**Supplied passage**
The size-dependent buckling equation (11) is a linear homogeneous sixth-order ordinary differential equation with constant coefficients whose closed-form solution is derived in Darban et al. (2021) in terms of six unknown constants. For the pillar with n cracks, the buckled configuration is defined in terms of $6 \times (n + 1)$ unknown constants that must satisfy the $4 \times n$ variationally consistent continuity conditions in equation (12), 4 boundary conditions given in Appendix 2, and $2 \times (n + 1)$ constitutive boundary and continuity conditions in equation (13). The critical loads and associated buckling configurations are determined by solving the resulting eigenvalue problem.

Numerical examples and discussion

This section presents the buckling loads and mode shapes of pillars with and without elastic foundation with one to four cracks. The first three modes of buckling and different boundary conditions are considered and the critical loads are given by varying the crack length, crack location, the parameters of the elastic foundation, and nonlocality. The bisection method is used to numerically calculate the roots of the determinant of the coefficient matrix, which correspond to the buckling loads.

Verification

To assess the accuracy of the proposed formulation, the critical loads predicted by the model are compared with previously reported results for three distinct cases. The first case is depicted in Figure 2, where the critical loads associated with a small-scale pillar containing one crack of length of $a / h$ located at the middle of the pillar are presented. The normalized buckling loads are determined with respect to the buckling loads of the undamaged pillars calculated in Darban et al. (2021).

Figure 2.

Ratios of the buckling loads upon reducing the crack length of: (a) clamped-free, (b) pinned-pinned, (c) clamped-pinned, and (d) clamped-clamped miniaturized pillars with one crack at the pillar’s mid-length. The results are normalized against the solutions of the intact pillars and presented for $λ = 0.25$ , $h / L = 0.05$ , ${\bar{K}}_{W} = 400$ and ${\bar{K}}_{P} = 8$ .

**Given instruction 1**
Give every line of the entries below as a Markdown table with the columns "No." and "Line", numbering the rows and leaving out blank lines. Leave the pictures out.

**Given entries**
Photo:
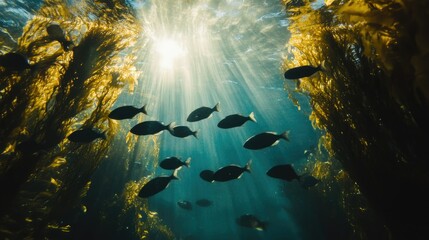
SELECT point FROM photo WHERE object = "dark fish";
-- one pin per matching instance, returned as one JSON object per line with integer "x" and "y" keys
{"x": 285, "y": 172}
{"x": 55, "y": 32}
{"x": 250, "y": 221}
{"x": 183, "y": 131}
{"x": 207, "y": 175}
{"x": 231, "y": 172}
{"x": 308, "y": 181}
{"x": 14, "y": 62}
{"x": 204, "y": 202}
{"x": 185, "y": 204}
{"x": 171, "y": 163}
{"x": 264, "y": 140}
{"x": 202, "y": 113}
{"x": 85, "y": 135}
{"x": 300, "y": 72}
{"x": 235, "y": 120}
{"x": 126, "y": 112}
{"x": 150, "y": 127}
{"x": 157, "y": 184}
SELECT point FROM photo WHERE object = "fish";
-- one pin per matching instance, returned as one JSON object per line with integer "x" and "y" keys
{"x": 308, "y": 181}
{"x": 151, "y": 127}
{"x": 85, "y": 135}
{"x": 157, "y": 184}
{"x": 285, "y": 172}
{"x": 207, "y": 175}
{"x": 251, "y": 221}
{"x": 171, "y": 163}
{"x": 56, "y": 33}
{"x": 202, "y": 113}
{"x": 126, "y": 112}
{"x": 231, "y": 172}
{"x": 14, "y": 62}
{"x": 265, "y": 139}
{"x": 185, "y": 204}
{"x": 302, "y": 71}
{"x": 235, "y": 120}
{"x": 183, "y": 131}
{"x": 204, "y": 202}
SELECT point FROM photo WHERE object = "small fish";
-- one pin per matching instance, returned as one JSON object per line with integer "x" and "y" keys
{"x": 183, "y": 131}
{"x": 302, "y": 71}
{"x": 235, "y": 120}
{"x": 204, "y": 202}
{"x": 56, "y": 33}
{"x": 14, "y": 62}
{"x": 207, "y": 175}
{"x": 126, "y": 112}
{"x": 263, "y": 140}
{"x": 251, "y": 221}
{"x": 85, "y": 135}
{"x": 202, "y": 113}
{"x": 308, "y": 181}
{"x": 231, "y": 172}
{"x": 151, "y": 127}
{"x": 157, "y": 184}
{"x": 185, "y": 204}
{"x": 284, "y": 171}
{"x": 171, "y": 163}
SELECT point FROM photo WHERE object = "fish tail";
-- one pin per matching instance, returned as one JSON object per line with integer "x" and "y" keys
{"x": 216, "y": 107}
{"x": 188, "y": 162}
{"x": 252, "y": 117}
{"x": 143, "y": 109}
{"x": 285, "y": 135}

**Given instruction 2**
Does the pillar buckling text support each of these statements? Answer yes or no for each, and quote the words that decide it. (a) The buckling loads are found by calculating the roots of the determinant of the coefficient matrix with the bisection method. (b) The verification compares the model's critical loads with earlier results for four cases. (c) The Figure 2 results are presented for h/L = 0.1.

**Correct answer 1**
| No. | Line |
|---|---|
| 1 | Photo: |
| 2 | SELECT point FROM photo WHERE object = "dark fish"; |
| 3 | -- one pin per matching instance, returned as one JSON object per line with integer "x" and "y" keys |
| 4 | {"x": 285, "y": 172} |
| 5 | {"x": 55, "y": 32} |
| 6 | {"x": 250, "y": 221} |
| 7 | {"x": 183, "y": 131} |
| 8 | {"x": 207, "y": 175} |
| 9 | {"x": 231, "y": 172} |
| 10 | {"x": 308, "y": 181} |
| 11 | {"x": 14, "y": 62} |
| 12 | {"x": 204, "y": 202} |
| 13 | {"x": 185, "y": 204} |
| 14 | {"x": 171, "y": 163} |
| 15 | {"x": 264, "y": 140} |
| 16 | {"x": 202, "y": 113} |
| 17 | {"x": 85, "y": 135} |
| 18 | {"x": 300, "y": 72} |
| 19 | {"x": 235, "y": 120} |
| 20 | {"x": 126, "y": 112} |
| 21 | {"x": 150, "y": 127} |
| 22 | {"x": 157, "y": 184} |
| 23 | SELECT point FROM photo WHERE object = "fish"; |
| 24 | -- one pin per matching instance, returned as one JSON object per line with integer "x" and "y" keys |
| 25 | {"x": 308, "y": 181} |
| 26 | {"x": 151, "y": 127} |
| 27 | {"x": 85, "y": 135} |
| 28 | {"x": 157, "y": 184} |
| 29 | {"x": 285, "y": 172} |
| 30 | {"x": 207, "y": 175} |
| 31 | {"x": 251, "y": 221} |
| 32 | {"x": 171, "y": 163} |
| 33 | {"x": 56, "y": 33} |
| 34 | {"x": 202, "y": 113} |
| 35 | {"x": 126, "y": 112} |
| 36 | {"x": 231, "y": 172} |
| 37 | {"x": 14, "y": 62} |
| 38 | {"x": 265, "y": 139} |
| 39 | {"x": 185, "y": 204} |
| 40 | {"x": 302, "y": 71} |
| 41 | {"x": 235, "y": 120} |
| 42 | {"x": 183, "y": 131} |
| 43 | {"x": 204, "y": 202} |
| 44 | SELECT point FROM photo WHERE object = "small fish"; |
| 45 | -- one pin per matching instance, returned as one JSON object per line with integer "x" and "y" keys |
| 46 | {"x": 183, "y": 131} |
| 47 | {"x": 302, "y": 71} |
| 48 | {"x": 235, "y": 120} |
| 49 | {"x": 204, "y": 202} |
| 50 | {"x": 56, "y": 33} |
| 51 | {"x": 14, "y": 62} |
| 52 | {"x": 207, "y": 175} |
| 53 | {"x": 126, "y": 112} |
| 54 | {"x": 263, "y": 140} |
| 55 | {"x": 251, "y": 221} |
| 56 | {"x": 85, "y": 135} |
| 57 | {"x": 202, "y": 113} |
| 58 | {"x": 308, "y": 181} |
| 59 | {"x": 231, "y": 172} |
| 60 | {"x": 151, "y": 127} |
| 61 | {"x": 157, "y": 184} |
| 62 | {"x": 185, "y": 204} |
| 63 | {"x": 284, "y": 171} |
| 64 | {"x": 171, "y": 163} |
| 65 | SELECT point FROM photo WHERE object = "fish tail"; |
| 66 | -- one pin per matching instance, returned as one JSON object per line with integer "x" and "y" keys |
| 67 | {"x": 216, "y": 107} |
| 68 | {"x": 188, "y": 162} |
| 69 | {"x": 252, "y": 117} |
| 70 | {"x": 143, "y": 109} |
| 71 | {"x": 285, "y": 135} |

**Correct answer 2**
(a) Yes: "The bisection method is used to numerically calculate the roots of the determinant of the coefficient matrix, which correspond to the buckling loads."
(b) No: "the critical loads predicted by the model are compared with previously reported results for three distinct cases."
(c) No: "$h / L = 0.05$"